ПРИВЕДЁННЫЙ ТЕКСТ =
+++++
Развитие Губера – пейзажиста шло от зарисовок с натуры к ее преображению, к различным вариантам лирического и панорамного, грандиозного пейзажа, полного возвышенной фантазии, пафоса и натиска форм. Чистых пейзажей он создал больше, чем любой из мастеров той эпохи. Природа была для Губера важнее, чем человек, и идея макрокосма получила в его творчестве всеохватывающее образное выражение.

§ 5. Малые мастера Дунайской школы. Среди художников круга В. Губера и А. Альтдорфера наиболее значительны Мастер Истории, Э. Альтдорфер, Г. Пруккендорфер, Мастер Иоанна на Патмосе, Г. Вертингер, А. Хиршфогель и Г. Лаутензак, а также швейцарские художники У. Граф, Г. Лёй и Н. Мануэль Дойч. Многие работы малых мастеров созданы под влиянием Кранаха, Альтдорфера и Губера, иногда стилистика дунайского искусства оказывается «форсированной» (рисунок Э. Альтдорфера «Большая ель», ок. 1530, Копенгаген, Художественный музей). Оригинально творчество швейцарских художников. Их отношению к действительности присуща острая наблюдательность, но также тяга к необычному, фантазия и гротеск. А. Хиршфогель испытал значительное влияние В. Губера, но обладал, как и Дюрер, естественнонаучным подходом к задачам искусства. В пейзажных офортах он тяготеет к точной передаче видов конкретной местности, в чем является предшественником М. Мериана. Последний представитель Дунайской школы Г. Лаутензак также находился под влиянием Губера и работал в технике офорта. Его пейзажи наполнены множеством деталей, трактованных в духе орнаментальной изобразительности, близки по построению к мировым пейзажам и сочетают черты идеального пейзажа с несколько барочной патетикой. В последних офортах Лаутензака заметно сходство с печатной графикой мастерской И. Кока (Нидерланды). Это означало конец «дунайского стиля» и немецкого Возрождения в целом.


Заключение


Развитие немецкого пейзажа XIV – XVI вв. и его выделение в самостоятельный жанр искусства связано с переходом от средневековой картины мира к ренессансной. Оно выражало существенные изменения в миропонимании и сопровождалось новаторскими завоеваниями в области художественной формы. Диапазон содержательных и формальных исканий художников был весьма широким: рождались новые мотивы, менялась иконография, изменялось соотношение фигур и ландшафта, пространственные построения и колорит. Это прослеживается на огромном фактическом материале от религиозных картин начала XIV века до поздних рисунков Губера и офортов Лаутензака. Апогеем этих процессов стало рождение пейзажа как самостоятельного жанра на рубеже XV – XVI вв., (акварели и рисунки Дюрера, рисунки Губера, офорты, рисунки и картины А. Альтдорфера).
+++++
ВЫДЕРЖКА ИЗ ДАННЫХ =

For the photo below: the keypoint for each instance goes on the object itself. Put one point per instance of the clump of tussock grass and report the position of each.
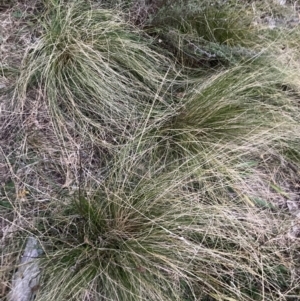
(145, 237)
(223, 126)
(96, 71)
+++++
ЗАДАНИЯ =
1. Определите, соответствуют ли тексту о немецком пейзаже утверждения (a), (b) и (c): (a) Губер создал больше чистых пейзажей, чем любой другой мастер той эпохи; (b) в пейзажных офортах А. Хиршфогель тяготел к вымышленным, фантастическим видам; (c) последним представителем Дунайской школы назван Г. Лаутензак. К каждому ответу «да» или «нет» приведите решающие слова текста в виде точной цитаты.
2. Воспроизведите дословно фрагмент текста о немецком пейзаже от слов "Развитие Губера –" до слов "всеохватывающее образное выражение." включительно.
3. Когда, согласно тексту о немецком пейзаже, пейзаж родился как самостоятельный жанр?

РЕШЕНИЯ ЗАДАНИЙ =
1.
(a) Да: «Чистых пейзажей он создал больше, чем любой из мастеров той эпохи».
(b) Нет: «В пейзажных офортах он тяготеет к точной передаче видов конкретной местности».
(c) Да: «Последний представитель Дунайской школы Г. Лаутензак также находился под влиянием Губера и работал в технике офорта».

2.
Развитие Губера – пейзажиста шло от зарисовок с натуры к ее преображению, к различным вариантам лирического и панорамного, грандиозного пейзажа, полного возвышенной фантазии, пафоса и натиска форм. Чистых пейзажей он создал больше, чем любой из мастеров той эпохи. Природа была для Губера важнее, чем человек, и идея макрокосма получила в его творчестве всеохватывающее образное выражение.

3. На рубеже XV – XVI вв.